## Consigne de l'exercice 1:
Reproduisez sans rien changer le passage de l'extrait sur l'opposition et le pays qui commence par les mots contenant « L’opposition s’est donc » et se termine par « seule possible aujourd’hui. ».
## Consigne de l'exercice 2:
Extrayez de la liste, telles quelles, toutes les lignes où figure la chaîne « white ».

## Extrait à lire:
☆ ☆ ☆ ☆
L’opposition s’est donc trompée, lorsqu’elle a dressé et dirigé toutes ses batteries électorales contre le ministère. On pourrait renouveler vingt fois le cabinet, sans que la situation politique fît un seul pas ; car c’est peu pour un peuple de secouer ses entraves, s’il ne sent en lui aucun principe de mouvement. Il y a plus ; on modifierait la loi électorale, on bouleverserait la charte, on mettrait les masses en rut, que cela ne changerait rien à nos embarras actuels. Les questions de forme sont épuisées.

Nous le répétons, l’obstacle est en nous ; il est dans tous les partis, et dans l’opposition comme dans le gouvernement. Le pays voudra et imposera sa volonté, quand il saura ce qu’il doit vouloir. Avant d’agir sur les esprits, de se répandre, et de disputer le pouvoir, chaque opinion a besoin d’un travail intérieur. L’influence de l’exemple est la seule possible aujourd’hui.
☆ ☆ ☆ ☆
## Données d'entrée:
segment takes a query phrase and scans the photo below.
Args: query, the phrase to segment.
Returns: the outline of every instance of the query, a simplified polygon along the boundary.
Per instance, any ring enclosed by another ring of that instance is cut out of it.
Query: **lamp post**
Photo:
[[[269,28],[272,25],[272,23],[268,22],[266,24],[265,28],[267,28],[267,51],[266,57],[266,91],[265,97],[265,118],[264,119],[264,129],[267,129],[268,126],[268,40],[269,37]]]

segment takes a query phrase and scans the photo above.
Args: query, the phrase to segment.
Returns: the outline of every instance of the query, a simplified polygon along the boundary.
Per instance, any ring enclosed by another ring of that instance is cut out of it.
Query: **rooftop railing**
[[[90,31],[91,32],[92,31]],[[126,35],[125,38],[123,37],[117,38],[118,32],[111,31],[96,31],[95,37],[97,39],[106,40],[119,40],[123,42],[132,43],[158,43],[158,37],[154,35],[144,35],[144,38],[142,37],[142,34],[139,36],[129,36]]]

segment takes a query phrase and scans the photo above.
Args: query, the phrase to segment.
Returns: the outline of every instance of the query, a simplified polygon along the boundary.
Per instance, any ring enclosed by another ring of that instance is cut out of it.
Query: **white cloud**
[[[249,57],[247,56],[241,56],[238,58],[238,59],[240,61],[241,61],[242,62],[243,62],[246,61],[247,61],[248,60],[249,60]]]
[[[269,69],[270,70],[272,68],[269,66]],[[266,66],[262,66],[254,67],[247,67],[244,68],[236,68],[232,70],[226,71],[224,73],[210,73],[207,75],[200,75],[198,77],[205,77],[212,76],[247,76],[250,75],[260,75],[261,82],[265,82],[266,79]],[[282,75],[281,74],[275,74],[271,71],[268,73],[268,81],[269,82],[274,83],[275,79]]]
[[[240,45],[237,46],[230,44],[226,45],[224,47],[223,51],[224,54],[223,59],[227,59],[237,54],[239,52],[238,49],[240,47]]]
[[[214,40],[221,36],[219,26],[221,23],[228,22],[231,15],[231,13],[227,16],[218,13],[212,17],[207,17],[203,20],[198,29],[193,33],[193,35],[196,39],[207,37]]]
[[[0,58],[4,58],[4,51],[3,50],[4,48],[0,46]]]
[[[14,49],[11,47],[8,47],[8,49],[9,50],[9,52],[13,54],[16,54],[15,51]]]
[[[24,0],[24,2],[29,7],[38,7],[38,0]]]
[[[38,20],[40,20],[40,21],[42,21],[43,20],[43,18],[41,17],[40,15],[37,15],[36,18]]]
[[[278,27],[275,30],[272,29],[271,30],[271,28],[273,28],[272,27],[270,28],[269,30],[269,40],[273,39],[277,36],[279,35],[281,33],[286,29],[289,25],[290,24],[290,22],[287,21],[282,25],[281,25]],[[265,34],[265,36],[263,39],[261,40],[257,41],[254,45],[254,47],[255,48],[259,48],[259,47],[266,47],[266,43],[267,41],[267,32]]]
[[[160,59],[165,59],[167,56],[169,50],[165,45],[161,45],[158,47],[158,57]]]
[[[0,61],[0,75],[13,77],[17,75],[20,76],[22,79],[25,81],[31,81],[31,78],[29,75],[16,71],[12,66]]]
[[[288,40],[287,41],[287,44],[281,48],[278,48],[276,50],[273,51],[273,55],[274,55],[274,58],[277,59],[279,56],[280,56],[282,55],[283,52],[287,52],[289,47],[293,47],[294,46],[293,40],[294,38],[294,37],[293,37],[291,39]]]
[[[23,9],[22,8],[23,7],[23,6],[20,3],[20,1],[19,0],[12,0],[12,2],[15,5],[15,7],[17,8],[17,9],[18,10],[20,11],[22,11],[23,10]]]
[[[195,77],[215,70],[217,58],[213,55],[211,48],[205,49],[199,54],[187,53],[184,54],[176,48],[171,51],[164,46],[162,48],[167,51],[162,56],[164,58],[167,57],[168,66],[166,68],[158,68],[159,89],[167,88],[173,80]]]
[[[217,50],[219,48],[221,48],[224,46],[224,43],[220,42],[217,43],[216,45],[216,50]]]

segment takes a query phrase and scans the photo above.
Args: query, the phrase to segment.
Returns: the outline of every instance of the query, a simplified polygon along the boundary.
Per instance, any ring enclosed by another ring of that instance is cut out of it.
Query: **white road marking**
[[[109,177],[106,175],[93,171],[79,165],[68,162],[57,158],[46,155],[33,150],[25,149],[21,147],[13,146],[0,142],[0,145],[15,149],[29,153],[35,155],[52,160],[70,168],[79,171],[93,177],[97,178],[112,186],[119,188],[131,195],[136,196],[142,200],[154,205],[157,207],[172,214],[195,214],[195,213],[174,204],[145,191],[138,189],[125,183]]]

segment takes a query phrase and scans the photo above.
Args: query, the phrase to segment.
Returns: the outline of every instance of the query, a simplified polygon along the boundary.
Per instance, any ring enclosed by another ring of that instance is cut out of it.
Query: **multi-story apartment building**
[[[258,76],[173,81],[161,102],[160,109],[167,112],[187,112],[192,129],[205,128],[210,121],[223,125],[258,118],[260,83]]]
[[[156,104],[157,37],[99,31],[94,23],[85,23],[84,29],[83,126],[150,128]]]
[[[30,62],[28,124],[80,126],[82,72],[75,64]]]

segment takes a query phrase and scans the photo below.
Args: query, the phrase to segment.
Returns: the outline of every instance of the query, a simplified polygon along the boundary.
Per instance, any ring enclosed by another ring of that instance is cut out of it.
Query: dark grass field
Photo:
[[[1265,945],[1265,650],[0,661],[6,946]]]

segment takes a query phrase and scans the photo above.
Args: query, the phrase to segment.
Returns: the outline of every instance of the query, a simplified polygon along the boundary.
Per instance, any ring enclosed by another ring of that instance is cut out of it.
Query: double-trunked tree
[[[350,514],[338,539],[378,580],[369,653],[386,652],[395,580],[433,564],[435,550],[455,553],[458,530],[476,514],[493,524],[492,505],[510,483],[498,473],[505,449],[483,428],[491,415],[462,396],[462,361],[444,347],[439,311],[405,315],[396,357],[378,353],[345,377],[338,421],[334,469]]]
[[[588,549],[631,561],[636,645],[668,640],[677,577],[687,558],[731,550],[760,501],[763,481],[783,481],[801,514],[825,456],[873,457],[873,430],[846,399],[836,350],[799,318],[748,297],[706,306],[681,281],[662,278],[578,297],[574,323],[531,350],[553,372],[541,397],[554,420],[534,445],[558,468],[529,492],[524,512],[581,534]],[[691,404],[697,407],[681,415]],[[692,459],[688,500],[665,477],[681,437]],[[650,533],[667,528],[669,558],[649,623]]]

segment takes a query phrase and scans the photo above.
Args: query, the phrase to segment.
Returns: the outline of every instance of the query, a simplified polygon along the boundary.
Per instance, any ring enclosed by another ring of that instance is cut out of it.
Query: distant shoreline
☆ ☆ ☆ ☆
## Réponse rédigée 1:
L’opposition s’est donc trompée, lorsqu’elle a dressé et dirigé toutes ses batteries électorales contre le ministère. On pourrait renouveler vingt fois le cabinet, sans que la situation politique fît un seul pas ; car c’est peu pour un peuple de secouer ses entraves, s’il ne sent en lui aucun principe de mouvement. Il y a plus ; on modifierait la loi électorale, on bouleverserait la charte, on mettrait les masses en rut, que cela ne changerait rien à nos embarras actuels. Les questions de forme sont épuisées.

Nous le répétons, l’obstacle est en nous ; il est dans tous les partis, et dans l’opposition comme dans le gouvernement. Le pays voudra et imposera sa volonté, quand il saura ce qu’il doit vouloir. Avant d’agir sur les esprits, de se répandre, et de disputer le pouvoir, chaque opinion a besoin d’un travail intérieur. L’influence de l’exemple est la seule possible aujourd’hui.

## Réponse rédigée 2:
Query: **white cloud**
Query: **white road marking**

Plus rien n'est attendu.